The problem - A verbatim copy of the lines from the one with "345 176 L 356" through the final line below is required; print it and nothing else.

Material for this task -
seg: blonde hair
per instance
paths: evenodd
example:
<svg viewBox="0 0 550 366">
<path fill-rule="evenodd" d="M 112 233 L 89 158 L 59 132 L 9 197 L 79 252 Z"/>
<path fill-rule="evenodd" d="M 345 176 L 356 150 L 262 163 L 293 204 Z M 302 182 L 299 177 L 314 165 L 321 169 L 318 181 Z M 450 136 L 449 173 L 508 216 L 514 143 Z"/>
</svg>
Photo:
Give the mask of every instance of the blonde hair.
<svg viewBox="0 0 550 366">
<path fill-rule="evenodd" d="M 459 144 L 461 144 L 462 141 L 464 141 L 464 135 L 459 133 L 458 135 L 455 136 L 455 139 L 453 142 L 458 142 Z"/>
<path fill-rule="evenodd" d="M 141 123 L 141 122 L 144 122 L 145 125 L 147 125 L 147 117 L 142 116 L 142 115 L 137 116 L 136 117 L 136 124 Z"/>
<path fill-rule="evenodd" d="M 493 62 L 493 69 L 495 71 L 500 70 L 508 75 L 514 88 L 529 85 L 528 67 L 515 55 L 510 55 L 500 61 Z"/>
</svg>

Task solution -
<path fill-rule="evenodd" d="M 345 176 L 356 150 L 262 163 L 293 204 Z M 302 182 L 299 177 L 314 165 L 321 169 L 318 181 Z M 450 136 L 449 173 L 508 216 L 514 143 Z"/>
</svg>
Photo:
Give the mask of every instance of the blonde hair.
<svg viewBox="0 0 550 366">
<path fill-rule="evenodd" d="M 459 144 L 461 144 L 462 141 L 464 141 L 464 135 L 459 133 L 458 135 L 455 136 L 455 139 L 453 142 L 458 142 Z"/>
<path fill-rule="evenodd" d="M 141 123 L 141 122 L 144 122 L 145 125 L 147 125 L 147 117 L 142 116 L 142 115 L 137 116 L 136 117 L 136 124 Z"/>
<path fill-rule="evenodd" d="M 493 62 L 493 69 L 495 71 L 500 70 L 508 75 L 514 88 L 529 85 L 528 67 L 515 55 L 510 55 L 500 61 Z"/>
</svg>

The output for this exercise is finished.